- Task objective -
Produce an exact copy of all the data below, dropping every image.

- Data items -
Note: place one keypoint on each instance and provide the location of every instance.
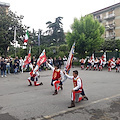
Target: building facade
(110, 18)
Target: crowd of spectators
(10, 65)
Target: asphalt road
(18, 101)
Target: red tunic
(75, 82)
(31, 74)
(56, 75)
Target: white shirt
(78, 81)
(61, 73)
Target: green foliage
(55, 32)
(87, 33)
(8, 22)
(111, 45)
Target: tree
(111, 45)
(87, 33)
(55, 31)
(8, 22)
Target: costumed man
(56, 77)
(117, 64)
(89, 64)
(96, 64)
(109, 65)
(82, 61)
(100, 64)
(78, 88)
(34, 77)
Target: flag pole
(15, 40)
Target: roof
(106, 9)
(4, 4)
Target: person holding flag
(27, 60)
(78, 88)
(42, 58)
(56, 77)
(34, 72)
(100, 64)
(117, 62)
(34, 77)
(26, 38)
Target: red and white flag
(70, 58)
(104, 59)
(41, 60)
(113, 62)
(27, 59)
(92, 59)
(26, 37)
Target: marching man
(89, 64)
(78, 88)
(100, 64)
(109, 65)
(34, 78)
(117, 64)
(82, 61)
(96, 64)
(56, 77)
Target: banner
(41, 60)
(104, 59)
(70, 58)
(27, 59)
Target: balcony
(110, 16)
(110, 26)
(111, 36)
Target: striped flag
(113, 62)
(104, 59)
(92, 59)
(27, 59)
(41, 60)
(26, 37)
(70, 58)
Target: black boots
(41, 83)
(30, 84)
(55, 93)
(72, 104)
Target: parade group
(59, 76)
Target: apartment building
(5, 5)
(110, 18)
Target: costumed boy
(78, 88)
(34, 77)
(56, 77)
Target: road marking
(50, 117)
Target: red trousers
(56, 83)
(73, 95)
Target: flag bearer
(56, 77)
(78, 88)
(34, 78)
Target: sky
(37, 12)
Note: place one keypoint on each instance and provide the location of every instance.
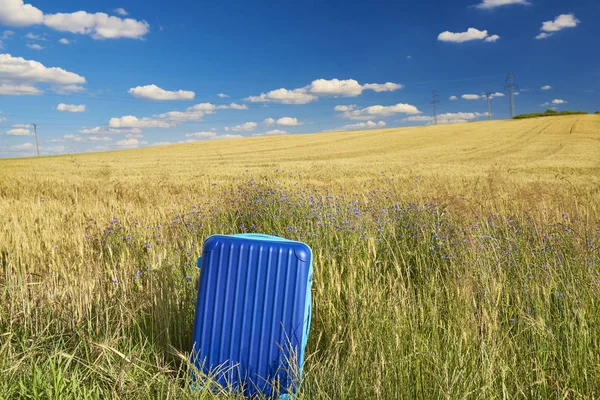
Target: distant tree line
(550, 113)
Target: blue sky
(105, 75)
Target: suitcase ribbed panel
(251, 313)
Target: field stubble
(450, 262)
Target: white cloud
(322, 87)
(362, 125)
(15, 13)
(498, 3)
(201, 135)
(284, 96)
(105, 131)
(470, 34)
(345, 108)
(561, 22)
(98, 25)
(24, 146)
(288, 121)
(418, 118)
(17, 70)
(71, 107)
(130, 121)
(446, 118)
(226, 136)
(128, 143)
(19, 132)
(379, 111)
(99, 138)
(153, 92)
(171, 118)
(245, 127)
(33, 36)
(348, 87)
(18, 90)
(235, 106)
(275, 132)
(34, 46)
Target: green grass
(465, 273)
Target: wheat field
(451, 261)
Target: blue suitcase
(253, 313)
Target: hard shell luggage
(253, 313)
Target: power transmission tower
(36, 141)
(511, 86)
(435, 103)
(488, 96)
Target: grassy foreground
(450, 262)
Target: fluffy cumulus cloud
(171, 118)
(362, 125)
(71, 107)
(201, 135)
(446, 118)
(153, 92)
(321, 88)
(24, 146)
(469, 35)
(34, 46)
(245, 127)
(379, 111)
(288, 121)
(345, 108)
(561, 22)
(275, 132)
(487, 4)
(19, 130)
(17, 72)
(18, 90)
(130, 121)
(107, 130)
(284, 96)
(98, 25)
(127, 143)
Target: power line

- Response box -
Note: place one keypoint on each instance and provide the location of every instance.
Target: building facade
(110, 18)
Target: crowd of spectators
(10, 65)
Target: asphalt road
(18, 101)
Target: red tunic
(75, 82)
(31, 74)
(56, 75)
Target: white shirt
(78, 81)
(61, 73)
Target: green foliage
(55, 32)
(87, 33)
(8, 22)
(111, 45)
Target: tree
(111, 45)
(87, 33)
(55, 31)
(8, 22)
Target: costumed man
(56, 77)
(117, 64)
(89, 64)
(96, 64)
(109, 65)
(82, 61)
(100, 64)
(78, 88)
(34, 77)
Target: flag pole
(15, 40)
Target: roof
(106, 9)
(4, 4)
Target: person holding flag
(27, 60)
(78, 88)
(42, 58)
(56, 77)
(34, 72)
(100, 64)
(117, 62)
(34, 77)
(26, 38)
Target: red and white flag
(70, 58)
(104, 59)
(41, 60)
(113, 62)
(27, 59)
(92, 59)
(26, 37)
Target: marching man
(89, 64)
(78, 88)
(100, 64)
(109, 65)
(34, 78)
(117, 64)
(82, 61)
(96, 64)
(56, 77)
Target: banner
(41, 60)
(104, 59)
(70, 58)
(27, 59)
Target: balcony
(110, 16)
(110, 26)
(111, 36)
Target: striped flag
(113, 62)
(104, 59)
(92, 59)
(27, 59)
(41, 60)
(26, 37)
(70, 58)
Target: black boots
(41, 83)
(30, 84)
(55, 93)
(72, 104)
Target: parade group
(59, 76)
Target: apartment building
(5, 5)
(110, 18)
Target: costumed boy
(78, 88)
(34, 77)
(56, 77)
Target: road marking
(50, 117)
Target: red trousers
(56, 83)
(73, 95)
Target: flag bearer
(56, 77)
(78, 88)
(34, 78)
Target: sky
(37, 12)
Note: place one keypoint on each instance and provide the location of every instance.
Target: distant tree line
(550, 113)
Target: blue sky
(105, 75)
Target: suitcase ribbed panel
(251, 313)
Target: field stubble
(450, 262)
Target: white cloud
(322, 87)
(362, 125)
(15, 13)
(498, 3)
(201, 135)
(284, 96)
(105, 131)
(470, 34)
(345, 108)
(561, 22)
(98, 25)
(24, 146)
(288, 121)
(418, 118)
(17, 70)
(71, 107)
(130, 121)
(446, 118)
(226, 136)
(128, 143)
(19, 132)
(379, 111)
(99, 138)
(153, 92)
(171, 118)
(245, 127)
(33, 36)
(348, 87)
(18, 90)
(235, 106)
(275, 132)
(34, 46)
Target: green grass
(465, 273)
Target: wheat field
(451, 261)
Target: blue suitcase
(253, 313)
Target: hard shell luggage
(253, 313)
Target: power transmission tower
(36, 141)
(511, 86)
(435, 103)
(488, 96)
Target: grassy foreground
(450, 262)
Target: fluffy cumulus cloud
(171, 118)
(362, 125)
(71, 107)
(201, 135)
(446, 118)
(153, 92)
(321, 88)
(24, 146)
(469, 35)
(34, 46)
(245, 127)
(379, 111)
(288, 121)
(345, 108)
(561, 22)
(275, 132)
(487, 4)
(19, 130)
(17, 72)
(18, 90)
(130, 121)
(107, 130)
(284, 96)
(98, 25)
(127, 143)
Target: power line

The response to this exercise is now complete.